- [Assignment]: Write the next part of the personal account below about studying tropical agriculture and returning to work, starting right after its last sentence.

- [Reading passage]:
- - - -

A long time ago, when I was only 17, I decided I wanted to study tropical agriculture. An interesting choice, because I grew up in the city and no-one in our family was a farmer. Except for my grandfather on my mother’s side; he had some land and greenhouses. But the stories I heard about that growing up were not very promising. I guess what motivated me to make this choice was that I had always liked biology and science but I wanted to do something practical and meaningful with it. Add a bit of adventurism to that and, voila, I found the course that fitted me perfectly. I really enjoyed stuying and student life. I spend half a year in Togo and 6 months in Zimbabwe to do research, and after 6 years in university I got my engineer’s title.
After graduating, I worked a bit here and there, but was soon mostly busy with moving to different places and taking care of little children. But we have not moved house in the last 2 years and our children are not so little anymore. So now I am back to work!
The company I am working with is called Kilimo Markets. Kilimo means ‘agriculture’ in Swahili. Kilimo Markets works with smallholder farmers that produce pigeon pea and other pulses, mainly for export. Kilimo Markets organises the farmers in farmers’ groups and facilitates the marketing of the harvest. They also increase access to quality certified seed of improved varieties and other inputs. Read more about what they do on their website.

- - - -

- [Information supplied]:
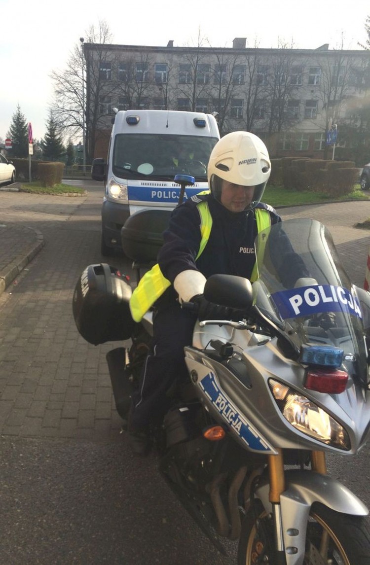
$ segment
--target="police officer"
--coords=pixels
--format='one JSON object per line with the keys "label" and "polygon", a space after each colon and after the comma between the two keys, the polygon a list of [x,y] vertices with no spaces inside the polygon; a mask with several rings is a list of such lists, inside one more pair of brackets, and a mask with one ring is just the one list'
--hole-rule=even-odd
{"label": "police officer", "polygon": [[158,264],[134,291],[130,308],[139,321],[154,305],[153,345],[132,398],[129,441],[134,453],[149,449],[148,432],[169,407],[166,394],[174,382],[188,379],[184,347],[191,344],[196,314],[182,308],[193,302],[200,319],[230,319],[229,309],[203,295],[206,279],[216,273],[256,278],[254,240],[281,221],[261,202],[271,164],[263,142],[253,133],[234,132],[214,146],[208,167],[210,193],[193,197],[172,212]]}

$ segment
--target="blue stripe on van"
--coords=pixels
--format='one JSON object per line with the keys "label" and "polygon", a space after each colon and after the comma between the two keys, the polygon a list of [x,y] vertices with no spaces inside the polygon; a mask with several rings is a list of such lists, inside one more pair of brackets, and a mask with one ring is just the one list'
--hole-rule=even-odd
{"label": "blue stripe on van", "polygon": [[[205,188],[197,186],[191,188],[188,186],[185,190],[184,199],[191,198],[195,194],[204,190]],[[179,188],[174,187],[162,188],[161,186],[128,186],[128,199],[136,200],[143,202],[173,202],[177,203],[180,195]]]}

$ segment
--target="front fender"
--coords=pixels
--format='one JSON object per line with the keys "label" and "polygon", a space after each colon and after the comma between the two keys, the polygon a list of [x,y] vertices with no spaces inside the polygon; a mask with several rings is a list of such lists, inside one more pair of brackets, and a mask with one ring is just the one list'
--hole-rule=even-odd
{"label": "front fender", "polygon": [[[287,565],[303,564],[307,521],[314,502],[353,516],[369,513],[349,489],[328,475],[292,470],[286,471],[285,481],[286,489],[280,496],[280,507]],[[269,492],[269,483],[265,483],[257,488],[256,495],[266,512],[270,512]]]}

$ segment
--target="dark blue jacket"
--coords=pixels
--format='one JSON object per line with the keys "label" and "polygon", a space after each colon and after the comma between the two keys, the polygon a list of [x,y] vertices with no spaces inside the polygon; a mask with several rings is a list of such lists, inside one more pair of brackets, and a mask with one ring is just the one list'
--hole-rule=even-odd
{"label": "dark blue jacket", "polygon": [[[213,223],[208,242],[196,260],[201,239],[196,205],[201,199],[208,201]],[[281,221],[271,206],[260,203],[258,207],[268,210],[272,224]],[[230,212],[211,195],[195,197],[173,211],[158,262],[165,277],[173,284],[179,273],[189,269],[200,271],[206,278],[219,273],[249,279],[255,263],[257,233],[253,210]]]}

- - - -

- [Response to this exercise]:
The project I am working on looks into the local consumption of pigeon pea. In India and other Asian countries, pigeon pea is mostly consumed as dal (a stew made of split peas). A dal made out of split pigeon peas is called toor dal.
As any other pulse (peas and beans), pigeon pea is very nutritious, and rich in essential amino acids (protein). The staple food of Tanzania is maize. It is mostly consumed as ugali, a stiff porridge made of maize flour and water. It can be eaten with vegetables, beans or meat. The consumption of pigeon pea is not very common in Tanzania, at least, that is the assumption. Kilimo Markets would like to know if pigeon pea is consumed by the farmers that grow it for export. It is available to them, but it is possible that they prefer not to eat it, for various reasons.
Over the last two weeks, several farmers (mainly women) from a number of villages in the pigeon pea production areas have been interviewed, in order to find out if they consume pigeon pea, and if not, why not. More general questions about nutrition have also been asked, to get a better understanding of how (and if) pigeon pea would fit in the diet of the farmers and their families. It will be my job to put all the information together and draw some conclusions. A follow-up on that could be finding ways to increase pigeon pea consumption, as that would most likely improve nutrition for the farmers’ families.